Задания »
[A] Перечислите все, вместе с чем, согласно цитате из фрагмента о лекциях по философии Ницше, возвращается говорящий.
[B] Напишите продолжение фрагмента о лекциях по философии Ницше, начиная сразу после его последнего предложения.

Фрагмент »
Вопреки всему ученому миру со всеми его предубеждениями вдруг заявить и показать в этих лекциях, что учение о вечном возвращении относится к наиважнейшим основам философии Ницше, также заслуга немалая. К тому же зная наверное, что данная точка зрения при ее несомненной истинности никогда не получит признания (что и доказано временем). Ведь речь идет не о рассудочном и не об экзальтированном понимании этой концепции, как у карлика и зверей Заратустры, а о глубочайшем экзистенциальном открытии, связанном с вечностью и невозможном без преображения самого мыслителя. «Он (Заратустра) не только говорит иначе, он и сам иной…»
«Я возвращаюсь вместе с этим солнцем, этим орлом и этой змеей не к какой-то новой жизни или лучшей жизни или похожей жизни: я вечно возвращаюсь к этой же самой жизни, в самом большом и также в самом малом…»
Даже тот, кто изучил всё наследие Ницше, – если вообразить такой гипотетический персонаж, – найдет в этих лекциях много нового, неожиданного, интересного.

Перечень данных »
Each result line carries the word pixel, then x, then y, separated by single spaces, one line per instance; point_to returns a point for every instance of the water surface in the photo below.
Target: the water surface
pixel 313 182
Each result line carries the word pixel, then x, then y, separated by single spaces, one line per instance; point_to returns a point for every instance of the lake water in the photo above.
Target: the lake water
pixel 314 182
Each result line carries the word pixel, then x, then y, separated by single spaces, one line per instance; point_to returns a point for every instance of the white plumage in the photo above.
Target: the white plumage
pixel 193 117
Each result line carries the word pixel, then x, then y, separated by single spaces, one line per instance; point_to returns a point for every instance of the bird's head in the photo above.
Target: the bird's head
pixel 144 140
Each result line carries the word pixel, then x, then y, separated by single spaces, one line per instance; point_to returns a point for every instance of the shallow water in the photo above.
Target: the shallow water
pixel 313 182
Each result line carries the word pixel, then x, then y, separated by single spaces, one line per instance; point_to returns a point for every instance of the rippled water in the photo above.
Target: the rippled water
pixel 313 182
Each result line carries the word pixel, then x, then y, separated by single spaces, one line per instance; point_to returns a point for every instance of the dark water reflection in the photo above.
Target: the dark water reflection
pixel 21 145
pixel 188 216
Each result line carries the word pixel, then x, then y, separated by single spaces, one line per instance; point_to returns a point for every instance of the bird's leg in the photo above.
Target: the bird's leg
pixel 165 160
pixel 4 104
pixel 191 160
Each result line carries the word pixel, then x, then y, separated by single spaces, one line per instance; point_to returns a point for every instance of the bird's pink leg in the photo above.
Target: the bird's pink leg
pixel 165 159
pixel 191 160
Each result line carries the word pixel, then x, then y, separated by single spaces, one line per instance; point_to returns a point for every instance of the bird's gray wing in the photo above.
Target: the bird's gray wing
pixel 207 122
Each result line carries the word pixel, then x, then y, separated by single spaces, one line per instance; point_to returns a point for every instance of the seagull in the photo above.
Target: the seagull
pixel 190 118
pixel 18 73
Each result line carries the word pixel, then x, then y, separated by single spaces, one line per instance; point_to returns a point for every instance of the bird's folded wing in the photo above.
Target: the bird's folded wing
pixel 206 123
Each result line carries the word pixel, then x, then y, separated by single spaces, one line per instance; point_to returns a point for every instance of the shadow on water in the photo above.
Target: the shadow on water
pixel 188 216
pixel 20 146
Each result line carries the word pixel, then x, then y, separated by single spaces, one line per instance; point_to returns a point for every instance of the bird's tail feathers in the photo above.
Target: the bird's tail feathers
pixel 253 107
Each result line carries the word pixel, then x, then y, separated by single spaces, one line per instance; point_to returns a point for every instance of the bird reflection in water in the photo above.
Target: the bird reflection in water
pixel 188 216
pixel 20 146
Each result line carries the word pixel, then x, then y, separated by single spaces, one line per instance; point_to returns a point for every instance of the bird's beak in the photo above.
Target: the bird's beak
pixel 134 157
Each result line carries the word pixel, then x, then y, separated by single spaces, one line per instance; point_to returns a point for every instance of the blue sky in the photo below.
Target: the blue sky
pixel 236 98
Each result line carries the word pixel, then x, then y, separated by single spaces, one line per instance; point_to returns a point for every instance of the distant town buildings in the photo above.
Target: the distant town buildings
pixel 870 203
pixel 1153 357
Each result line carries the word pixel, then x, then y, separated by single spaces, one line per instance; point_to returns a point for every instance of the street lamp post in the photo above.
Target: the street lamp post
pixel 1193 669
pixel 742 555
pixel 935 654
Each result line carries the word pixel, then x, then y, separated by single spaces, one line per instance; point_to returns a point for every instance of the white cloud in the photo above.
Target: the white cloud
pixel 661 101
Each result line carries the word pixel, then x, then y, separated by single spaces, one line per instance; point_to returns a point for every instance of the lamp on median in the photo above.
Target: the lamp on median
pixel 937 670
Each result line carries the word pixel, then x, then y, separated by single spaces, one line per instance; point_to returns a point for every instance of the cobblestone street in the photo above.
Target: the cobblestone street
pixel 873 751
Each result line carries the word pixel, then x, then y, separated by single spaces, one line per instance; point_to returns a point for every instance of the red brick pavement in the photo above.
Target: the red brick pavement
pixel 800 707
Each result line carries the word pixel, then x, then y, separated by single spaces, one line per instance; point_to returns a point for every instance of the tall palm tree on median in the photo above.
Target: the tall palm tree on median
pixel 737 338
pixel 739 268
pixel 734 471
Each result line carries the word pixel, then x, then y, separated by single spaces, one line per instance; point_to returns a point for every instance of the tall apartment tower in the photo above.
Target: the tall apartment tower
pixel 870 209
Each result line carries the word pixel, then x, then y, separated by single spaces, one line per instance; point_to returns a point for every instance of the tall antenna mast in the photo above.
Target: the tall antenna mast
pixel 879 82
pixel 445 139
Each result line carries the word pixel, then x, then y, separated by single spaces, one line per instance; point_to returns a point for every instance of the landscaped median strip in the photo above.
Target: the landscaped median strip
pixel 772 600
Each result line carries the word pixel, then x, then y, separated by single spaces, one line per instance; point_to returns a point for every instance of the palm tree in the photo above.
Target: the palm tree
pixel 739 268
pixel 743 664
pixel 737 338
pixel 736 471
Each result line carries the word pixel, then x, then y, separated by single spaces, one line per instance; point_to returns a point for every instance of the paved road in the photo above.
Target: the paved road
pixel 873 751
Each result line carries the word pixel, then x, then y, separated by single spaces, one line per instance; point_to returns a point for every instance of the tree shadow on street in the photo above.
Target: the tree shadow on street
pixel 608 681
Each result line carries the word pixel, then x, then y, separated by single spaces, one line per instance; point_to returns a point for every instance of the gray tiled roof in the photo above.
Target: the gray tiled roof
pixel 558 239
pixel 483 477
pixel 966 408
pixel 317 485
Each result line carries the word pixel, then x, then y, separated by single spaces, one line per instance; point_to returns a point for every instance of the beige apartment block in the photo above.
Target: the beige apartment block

Ответы »
[A] Солнце, орел, змея.

[B]
В последних разделах лекций о Ницше (§ 19–22) обсуждаются те же темы, что и в работе «Что такое метафизика?», но рассматриваются они несколько в ином ракурсе. Различные подходы к одним и тем же вопросам взаимно дополняют друг друга и помогают лучше понять суть дела. В частности и по этой причине книга, которую вы держите в руках, составлена именно таким образом.
В томе, посвященном концепции вечного возвращения, 22 раздела (§ 1 – 22). В настоящем издании представлены § 1–7 и § 19–22. По моему мнению, именно эти разделы дают наилучшее представление обо всем курсе лекций о вечном возвращении. Перевод выполнен по изданию:
Несколько слов о собственной оценке получившегося перевода этого трудного автора. Это, скорее, поиск подхода к переводам его сочинений, нежели какой-то окончательный результат. Вне всяких сомнений, Хайдеггера можно точнее, понятнее, да и вообще по-другому перевести. Надеюсь, это когда-нибудь произойдет. Правда, неясно, каким образом в этой технократической цивилизации может возникнуть просвет, когда к философии, метафизике, смыслу и сущности бытия пробудится вдруг интерес. Пока же хотелось бы верить, что и по этому переводу можно получить представление о философии Хайдеггера, пусть даже самое общее.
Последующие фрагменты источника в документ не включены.